The problem => Without leaving out a single line, copy the records exactly.

Exercise data =>

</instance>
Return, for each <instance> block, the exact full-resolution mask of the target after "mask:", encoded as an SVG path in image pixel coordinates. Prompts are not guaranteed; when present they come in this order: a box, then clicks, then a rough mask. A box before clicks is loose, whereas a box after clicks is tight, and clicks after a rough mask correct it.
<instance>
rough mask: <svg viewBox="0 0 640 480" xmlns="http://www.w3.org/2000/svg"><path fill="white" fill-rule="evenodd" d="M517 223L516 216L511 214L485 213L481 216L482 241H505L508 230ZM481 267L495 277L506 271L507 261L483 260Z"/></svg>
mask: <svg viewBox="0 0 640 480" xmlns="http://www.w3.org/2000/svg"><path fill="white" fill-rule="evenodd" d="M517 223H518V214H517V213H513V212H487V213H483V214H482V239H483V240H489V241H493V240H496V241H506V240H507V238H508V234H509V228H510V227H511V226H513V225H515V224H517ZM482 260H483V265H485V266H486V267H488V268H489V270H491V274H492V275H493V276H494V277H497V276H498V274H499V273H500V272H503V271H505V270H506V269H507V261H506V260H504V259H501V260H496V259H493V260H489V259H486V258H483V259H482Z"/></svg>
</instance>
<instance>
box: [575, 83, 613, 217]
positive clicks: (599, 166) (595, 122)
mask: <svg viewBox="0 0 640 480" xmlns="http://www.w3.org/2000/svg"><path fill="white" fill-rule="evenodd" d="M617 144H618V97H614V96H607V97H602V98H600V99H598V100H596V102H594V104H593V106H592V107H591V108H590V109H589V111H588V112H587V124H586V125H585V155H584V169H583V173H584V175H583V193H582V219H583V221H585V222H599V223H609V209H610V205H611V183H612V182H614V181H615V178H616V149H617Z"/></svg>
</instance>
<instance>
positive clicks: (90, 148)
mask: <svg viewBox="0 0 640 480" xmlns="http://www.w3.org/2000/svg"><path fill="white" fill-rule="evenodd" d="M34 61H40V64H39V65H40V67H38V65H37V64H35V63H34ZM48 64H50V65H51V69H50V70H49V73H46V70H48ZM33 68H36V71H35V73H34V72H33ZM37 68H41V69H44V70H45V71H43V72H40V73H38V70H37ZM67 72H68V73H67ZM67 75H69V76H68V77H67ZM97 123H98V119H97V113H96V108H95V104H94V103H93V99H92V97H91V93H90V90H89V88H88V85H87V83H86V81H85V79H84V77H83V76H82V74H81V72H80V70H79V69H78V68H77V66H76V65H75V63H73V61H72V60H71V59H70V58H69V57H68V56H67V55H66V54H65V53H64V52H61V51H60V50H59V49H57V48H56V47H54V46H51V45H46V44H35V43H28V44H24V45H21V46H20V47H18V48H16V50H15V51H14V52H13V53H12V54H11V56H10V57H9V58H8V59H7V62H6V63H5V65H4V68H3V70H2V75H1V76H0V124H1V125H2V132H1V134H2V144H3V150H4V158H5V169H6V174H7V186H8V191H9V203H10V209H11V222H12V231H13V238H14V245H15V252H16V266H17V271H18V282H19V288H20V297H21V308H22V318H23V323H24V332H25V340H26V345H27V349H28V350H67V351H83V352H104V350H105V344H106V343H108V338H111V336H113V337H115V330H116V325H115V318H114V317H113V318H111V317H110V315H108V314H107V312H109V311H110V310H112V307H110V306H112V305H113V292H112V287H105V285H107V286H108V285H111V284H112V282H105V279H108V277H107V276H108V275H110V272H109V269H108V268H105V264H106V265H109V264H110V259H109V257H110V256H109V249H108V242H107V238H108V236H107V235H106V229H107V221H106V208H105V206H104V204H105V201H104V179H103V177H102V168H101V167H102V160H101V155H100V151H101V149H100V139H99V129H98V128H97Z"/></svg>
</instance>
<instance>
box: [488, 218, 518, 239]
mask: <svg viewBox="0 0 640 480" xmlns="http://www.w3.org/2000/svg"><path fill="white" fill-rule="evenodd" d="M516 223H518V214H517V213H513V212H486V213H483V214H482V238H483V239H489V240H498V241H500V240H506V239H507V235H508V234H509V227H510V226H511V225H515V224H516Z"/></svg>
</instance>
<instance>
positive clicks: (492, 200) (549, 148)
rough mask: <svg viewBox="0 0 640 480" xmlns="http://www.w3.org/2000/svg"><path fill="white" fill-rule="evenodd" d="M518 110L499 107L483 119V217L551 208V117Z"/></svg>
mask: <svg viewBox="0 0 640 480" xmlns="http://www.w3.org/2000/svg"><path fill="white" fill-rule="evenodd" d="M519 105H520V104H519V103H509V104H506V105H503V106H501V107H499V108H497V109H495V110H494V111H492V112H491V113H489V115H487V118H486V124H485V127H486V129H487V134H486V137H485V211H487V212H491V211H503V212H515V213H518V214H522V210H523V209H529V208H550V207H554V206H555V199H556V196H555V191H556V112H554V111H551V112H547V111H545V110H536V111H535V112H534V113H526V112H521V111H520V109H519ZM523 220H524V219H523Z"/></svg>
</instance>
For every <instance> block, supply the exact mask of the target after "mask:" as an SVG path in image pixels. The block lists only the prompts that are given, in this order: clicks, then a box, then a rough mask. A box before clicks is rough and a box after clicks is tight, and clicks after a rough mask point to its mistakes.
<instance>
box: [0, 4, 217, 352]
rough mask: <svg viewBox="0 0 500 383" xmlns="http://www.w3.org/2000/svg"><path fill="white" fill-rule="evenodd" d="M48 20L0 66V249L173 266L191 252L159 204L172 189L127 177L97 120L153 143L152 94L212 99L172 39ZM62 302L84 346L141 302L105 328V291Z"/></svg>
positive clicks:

Task output =>
</instance>
Return, for each <instance> block, the exact full-resolution mask of the target after "mask:", encoded as an SVG path in image pixel coordinates. Prompts are not guaranteed; when present they come in this order: a box, then clicks, then a rough mask. A box before clicks is loose, whereas a box after clicks is tight, and clicks after a rough mask correct it.
<instance>
rough mask: <svg viewBox="0 0 640 480" xmlns="http://www.w3.org/2000/svg"><path fill="white" fill-rule="evenodd" d="M517 223L516 216L511 214L485 213L481 216L482 241H505L508 230ZM481 267L495 277L506 271L507 261L483 260Z"/></svg>
mask: <svg viewBox="0 0 640 480" xmlns="http://www.w3.org/2000/svg"><path fill="white" fill-rule="evenodd" d="M517 223H518V214H517V213H513V212H487V213H483V214H482V239H483V240H489V241H493V240H496V241H506V240H507V238H508V234H509V228H510V227H511V226H513V225H515V224H517ZM482 260H483V265H485V266H486V267H488V268H489V270H491V274H492V275H493V276H494V277H497V276H498V274H499V273H500V272H503V271H505V270H506V269H507V261H506V260H504V259H501V260H496V259H493V260H489V259H486V258H483V259H482Z"/></svg>
</instance>
<instance>
box: [575, 83, 613, 217]
positive clicks: (599, 166) (595, 122)
mask: <svg viewBox="0 0 640 480" xmlns="http://www.w3.org/2000/svg"><path fill="white" fill-rule="evenodd" d="M617 144H618V97H614V96H607V97H602V98H600V99H598V100H596V102H594V104H593V106H592V107H591V108H590V109H589V111H588V112H587V124H586V125H585V155H584V169H583V173H584V175H583V193H582V219H583V221H585V222H599V223H609V209H610V205H611V183H612V182H614V181H615V178H616V149H617Z"/></svg>
</instance>
<instance>
positive clicks: (90, 148)
mask: <svg viewBox="0 0 640 480" xmlns="http://www.w3.org/2000/svg"><path fill="white" fill-rule="evenodd" d="M34 61H40V64H39V65H40V67H38V65H37V64H35V63H34ZM48 64H50V65H51V69H50V70H49V73H46V70H48ZM33 68H36V71H35V73H34V72H33ZM37 68H41V69H44V70H45V71H43V72H40V73H38V70H37ZM67 72H68V73H67ZM67 75H69V76H68V77H67ZM97 123H98V119H97V113H96V108H95V104H94V103H93V99H92V97H91V93H90V90H89V88H88V85H87V83H86V81H85V79H84V77H83V76H82V74H81V72H80V70H79V69H78V68H77V66H76V65H75V63H73V61H72V60H71V59H70V58H69V57H68V56H67V55H66V54H65V53H64V52H61V51H60V50H59V49H57V48H56V47H54V46H51V45H46V44H35V43H28V44H24V45H21V46H20V47H18V48H16V50H15V51H14V52H13V53H12V54H11V56H10V57H9V58H8V59H7V62H6V63H5V65H4V68H3V70H2V75H1V76H0V124H1V125H2V132H1V134H2V144H3V150H4V158H5V169H6V174H7V186H8V191H9V203H10V209H11V222H12V231H13V238H14V245H15V252H16V266H17V271H18V282H19V288H20V297H21V308H22V318H23V323H24V332H25V340H26V345H27V349H28V350H67V351H83V352H104V350H105V344H106V343H108V338H111V336H113V337H115V330H116V325H115V318H114V317H113V318H111V317H110V315H108V314H107V312H109V311H110V310H112V307H110V306H112V305H113V292H112V287H105V285H107V286H108V285H111V284H112V282H105V279H108V277H107V276H108V275H110V272H109V269H108V268H105V264H106V265H109V264H110V259H109V257H110V256H109V249H108V242H107V238H108V236H107V235H106V229H107V221H106V208H105V206H104V204H105V201H104V179H103V177H102V168H101V167H102V160H101V155H100V151H101V149H100V139H99V129H98V128H97Z"/></svg>
</instance>
<instance>
box: [488, 218, 518, 239]
mask: <svg viewBox="0 0 640 480" xmlns="http://www.w3.org/2000/svg"><path fill="white" fill-rule="evenodd" d="M516 223H518V214H517V213H513V212H486V213H483V214H482V238H483V239H489V240H498V241H500V240H506V239H507V235H508V234H509V227H510V226H511V225H515V224H516Z"/></svg>
</instance>
<instance>
positive clicks: (492, 200) (549, 148)
rough mask: <svg viewBox="0 0 640 480" xmlns="http://www.w3.org/2000/svg"><path fill="white" fill-rule="evenodd" d="M518 110L499 107L483 119V217L551 208V117Z"/></svg>
mask: <svg viewBox="0 0 640 480" xmlns="http://www.w3.org/2000/svg"><path fill="white" fill-rule="evenodd" d="M519 105H520V104H519V103H509V104H506V105H503V106H501V107H499V108H497V109H495V110H494V111H492V112H491V113H489V115H487V118H486V124H485V127H486V129H487V134H486V137H485V211H487V212H491V211H503V212H515V213H518V214H522V210H523V209H529V208H550V207H554V206H555V199H556V196H555V191H556V112H554V111H551V112H547V111H545V110H536V111H535V112H534V113H526V112H521V111H520V109H519ZM523 220H524V219H523Z"/></svg>
</instance>
For every <instance> block, supply the exact mask of the target after "mask:" as an SVG path in image pixels. The block lists only the prompts that are given, in this order: clicks, then a box, then a rough mask. A box before clicks is rough and a box after clicks is tight, and clicks after a rough mask point to its mistakes.
<instance>
box: [0, 4, 217, 352]
rough mask: <svg viewBox="0 0 500 383" xmlns="http://www.w3.org/2000/svg"><path fill="white" fill-rule="evenodd" d="M48 20L0 66V249L173 266L191 252L159 204L172 189L127 177L97 120L153 143L152 94L212 99L172 39ZM62 302L84 346L141 302L105 328V291Z"/></svg>
positive clicks:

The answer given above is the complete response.